Given exercise: Copy out the material below with every "keypoint" swapped for "marker", changing nothing else.

Material for this task:

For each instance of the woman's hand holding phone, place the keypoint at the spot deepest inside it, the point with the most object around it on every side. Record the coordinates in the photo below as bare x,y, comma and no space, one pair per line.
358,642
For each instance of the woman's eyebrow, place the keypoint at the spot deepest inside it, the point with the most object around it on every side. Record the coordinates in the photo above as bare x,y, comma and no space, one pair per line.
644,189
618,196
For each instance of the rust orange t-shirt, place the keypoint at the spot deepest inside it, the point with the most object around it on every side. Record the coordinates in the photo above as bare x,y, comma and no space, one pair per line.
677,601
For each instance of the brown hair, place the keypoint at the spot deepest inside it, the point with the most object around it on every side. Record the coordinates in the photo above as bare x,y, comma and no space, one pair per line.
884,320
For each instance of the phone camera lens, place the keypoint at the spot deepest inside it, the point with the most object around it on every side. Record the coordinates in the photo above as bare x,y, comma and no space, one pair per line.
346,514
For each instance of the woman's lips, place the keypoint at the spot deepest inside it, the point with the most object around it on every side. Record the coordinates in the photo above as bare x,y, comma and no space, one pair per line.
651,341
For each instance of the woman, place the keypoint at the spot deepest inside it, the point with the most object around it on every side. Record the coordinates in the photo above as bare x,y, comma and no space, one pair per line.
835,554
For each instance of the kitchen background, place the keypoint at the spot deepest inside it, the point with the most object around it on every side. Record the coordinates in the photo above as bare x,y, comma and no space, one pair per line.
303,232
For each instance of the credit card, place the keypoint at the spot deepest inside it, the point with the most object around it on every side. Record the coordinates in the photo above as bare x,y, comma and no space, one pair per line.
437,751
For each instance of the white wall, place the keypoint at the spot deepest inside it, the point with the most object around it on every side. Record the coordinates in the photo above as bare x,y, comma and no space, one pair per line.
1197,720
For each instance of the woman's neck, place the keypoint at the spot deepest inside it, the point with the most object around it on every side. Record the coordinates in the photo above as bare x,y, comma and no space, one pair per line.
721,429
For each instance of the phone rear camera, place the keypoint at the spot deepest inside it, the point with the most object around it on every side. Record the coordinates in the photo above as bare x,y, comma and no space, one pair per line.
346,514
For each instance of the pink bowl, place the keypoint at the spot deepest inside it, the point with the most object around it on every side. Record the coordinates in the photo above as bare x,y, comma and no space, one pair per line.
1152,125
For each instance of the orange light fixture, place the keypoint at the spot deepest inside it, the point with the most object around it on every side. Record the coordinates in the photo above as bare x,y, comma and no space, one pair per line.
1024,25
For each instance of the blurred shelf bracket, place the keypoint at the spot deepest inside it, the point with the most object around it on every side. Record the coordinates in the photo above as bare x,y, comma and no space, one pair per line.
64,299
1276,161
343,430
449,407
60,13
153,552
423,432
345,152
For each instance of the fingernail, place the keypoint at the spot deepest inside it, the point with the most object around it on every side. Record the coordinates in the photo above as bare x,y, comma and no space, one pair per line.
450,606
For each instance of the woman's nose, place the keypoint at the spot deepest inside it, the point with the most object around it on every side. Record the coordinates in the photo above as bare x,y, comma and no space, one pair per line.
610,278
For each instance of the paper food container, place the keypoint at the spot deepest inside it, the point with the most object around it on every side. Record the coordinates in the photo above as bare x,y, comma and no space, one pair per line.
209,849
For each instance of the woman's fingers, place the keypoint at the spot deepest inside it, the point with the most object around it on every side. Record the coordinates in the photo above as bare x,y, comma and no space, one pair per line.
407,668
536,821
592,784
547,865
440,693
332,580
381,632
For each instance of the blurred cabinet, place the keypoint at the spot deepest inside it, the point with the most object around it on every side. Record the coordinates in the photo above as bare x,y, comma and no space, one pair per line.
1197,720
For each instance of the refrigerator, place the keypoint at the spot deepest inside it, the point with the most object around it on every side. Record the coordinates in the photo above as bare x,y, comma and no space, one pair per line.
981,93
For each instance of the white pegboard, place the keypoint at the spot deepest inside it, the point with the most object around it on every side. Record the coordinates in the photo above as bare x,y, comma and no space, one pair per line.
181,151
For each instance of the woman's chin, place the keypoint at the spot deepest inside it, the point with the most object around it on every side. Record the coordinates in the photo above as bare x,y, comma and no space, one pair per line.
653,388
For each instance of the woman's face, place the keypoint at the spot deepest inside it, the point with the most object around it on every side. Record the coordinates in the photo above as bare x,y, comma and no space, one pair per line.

Exercise answer:
For each instance of the woman's hand holding phone, place the marker at the spot deepest inside it, the point with the most object around it on every side. Record the coordinates in the photo below as bare x,y, comma and no space, one pair per line.
358,642
For each instance of the woman's eyebrow, place the marker at the spot deepest inside it, the point with the most object around it on every side. Record the coordinates in the photo above as bare x,y, comma and no space, one pair per line.
644,189
618,196
For each instance of the rust orange t-shirt, place the marker at the spot deepest inside it, the point with the most object around it on every side. Record the coordinates in the photo above as bare x,y, comma and no space, one pair per line.
677,601
For each instance of the brown hair, place the marker at the spot deepest inside it, the point with the most object around it on every side. Record the coordinates in the photo above as bare x,y, comma and no space, one pair per line.
884,320
For each instance of the phone camera lens, place the marker at the spot deepest inside it, the point with the most object around it on every side. Record the coordinates in the photo above as bare x,y, comma and no space, one pair per line.
346,514
For each instance of the woman's lips, place the marker at the spot deepest inside it, the point with the most object around it on every side. Record the coordinates in the photo above as bare x,y, comma and no space, one pair per line.
651,341
For each instance of the woman, place the marker at the spot deepest inside it, the point with the most object around it on every side. Record the coordinates in the photo above as bare x,y, comma and no space, one pair per line.
835,554
For each instance of the kitchen background, place the marker at the spot deepest inside it, the point with the most object around it on every side. Record the coordinates in the photo above as bare x,y, comma and no space, one pair per line.
303,232
For each instance of the credit card, place the marker at the spot deepest inside it, the point with the most object around it on every side. Record the coordinates in the photo above as bare x,y, comma and no space, one pair per line.
437,751
For each instance of the white wall, place the marker at the spot deepest inside it, the point with the most object around it on every side. Record the coordinates in the photo above as bare x,y, comma and no space, one pair per line.
1197,720
For each instance of the woman's neck, place the marker at the spot deepest inside it, the point with the most object around it on every side. Record the coordinates in the photo above as bare x,y, comma and no space, one pair per line.
721,429
For each instance of the phone rear camera, place the marker at the spot deepest inside it, the point with the most object around it on every side. Record the coordinates in the photo above as bare x,y, comma and no space, one pair per line.
346,514
For each instance of the pink bowl, place the marker at the spot deepest inside it, the point with the most object around it on every side. Record the coordinates in the photo above as bare x,y, comma and no space, one pair per line.
1152,125
For each instance of the orange light fixture, place the marker at the spot deepest inside it, the point with the most object around it on every side. Record the coordinates in the photo above as bare x,y, comma and no space, one pair per line.
1024,25
For each instance of the blurred shelf bracket, place the marker at the spot deepest inside it, the point with the most object around it on every side. Record the coordinates in the photo above as bare x,y, comma and no space, one pair per line.
64,299
1276,161
343,430
449,407
60,13
153,552
423,432
345,152
For each instance of the fingernail, place the marker at the spot deepest inside it, the point with the most object around it on every side. Record the coordinates in the photo above as bare x,y, comma and no space, one pair per line.
450,606
For each instance of the woman's nose, place the marker at the spot deepest inside it, the point with the most object around it on every side. Record the coordinates in the photo above as bare x,y, comma and no space, one pair per line.
610,278
For each instance of the paper food container, place the marker at the spot deepest inside it, the point with the most object around it on every side. Record the coordinates in the photo above as bare x,y, comma and no space, one pair per line.
209,849
For each instance of the woman's fingers, place the marker at the spot deepest inside it, the point with the most object around it on every side. Record the coordinates in the photo above as bare x,y, comma and no space, one pair per line.
407,668
536,821
592,784
547,865
440,693
332,580
381,632
For each instance of the blurred cabinet, place the marker at the spot deepest inside it, the point with the most object around it on every side. Record the coordinates in the photo above as bare x,y, comma and no space, one pair per line.
1197,720
For each instance of the refrigerator, place the marker at the spot deepest inside it, the point with the most object around it on every side. Record the coordinates in the photo above as bare x,y, comma and no space, one pair per line.
981,93
For each instance of the white pegboard, place the marker at the spot deepest inside it, the point with the most object around it on every side. Record the coordinates in the photo above as bare x,y, comma and no space, one pair per line.
181,151
For each instance of the woman's chin, place the marker at the spot deepest inside it, the point with the most object around it on every side. Record the coordinates in the photo above as bare x,y, comma and no space, one pair per line.
653,388
For each instance of the woman's face, place the marker at the spot deepest inside it, the point with the most object around it on every side. Record the coordinates in the photo above as bare x,y, comma and no space, one pair per line.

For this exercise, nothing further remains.